DATA UNDER STUDY:
[Start of section]

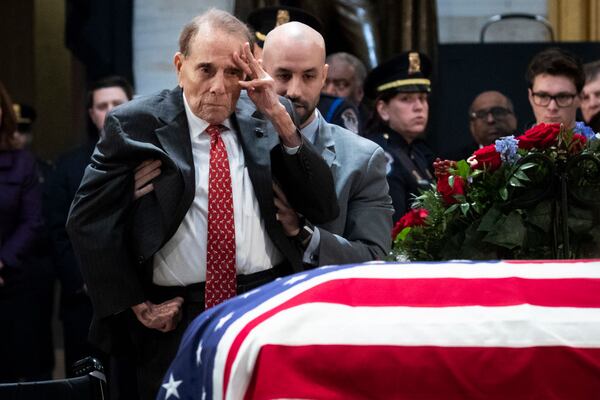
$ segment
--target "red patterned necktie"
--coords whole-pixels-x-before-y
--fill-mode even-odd
[[[235,296],[235,224],[227,149],[221,131],[210,125],[210,168],[208,173],[208,237],[206,241],[206,308]]]

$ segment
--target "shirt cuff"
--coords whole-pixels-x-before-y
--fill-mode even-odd
[[[304,250],[304,255],[302,256],[302,262],[304,264],[317,266],[319,264],[319,244],[321,243],[321,233],[319,228],[315,227],[313,231],[312,237],[310,238],[310,242],[308,242],[308,246],[306,246],[306,250]]]
[[[285,150],[285,152],[287,154],[289,154],[290,156],[293,156],[294,154],[296,154],[298,152],[298,150],[300,150],[300,146],[287,147],[285,144],[282,144],[282,146],[283,146],[283,150]]]

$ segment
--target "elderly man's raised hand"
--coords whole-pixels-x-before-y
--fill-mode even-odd
[[[233,54],[237,66],[250,77],[250,81],[240,81],[240,86],[248,92],[248,96],[266,118],[272,123],[284,145],[297,147],[302,144],[300,136],[285,107],[279,102],[275,90],[275,81],[262,68],[260,62],[250,51],[250,44],[245,43],[243,53]]]

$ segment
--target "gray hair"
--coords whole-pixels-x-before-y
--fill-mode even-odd
[[[204,14],[198,15],[185,24],[179,35],[179,51],[187,56],[190,52],[190,42],[204,25],[218,32],[239,36],[246,42],[252,43],[250,30],[242,21],[223,10],[211,8]]]
[[[363,64],[362,61],[360,61],[357,57],[353,56],[350,53],[339,52],[328,55],[325,59],[325,62],[327,64],[330,64],[334,60],[345,62],[346,64],[349,64],[352,67],[354,67],[356,81],[359,83],[359,85],[362,86],[363,82],[365,81],[365,78],[367,77],[367,69],[365,68],[365,64]]]

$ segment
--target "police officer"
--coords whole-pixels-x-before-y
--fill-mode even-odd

[End of section]

PROBLEM TO SOLVE:
Return each line of the records above in which the word "target" occurs.

EXERCISE RESPONSE:
--target "red patterned necktie"
--target "shirt cuff"
--target "elderly man's raised hand"
--target "gray hair"
--target "police officer"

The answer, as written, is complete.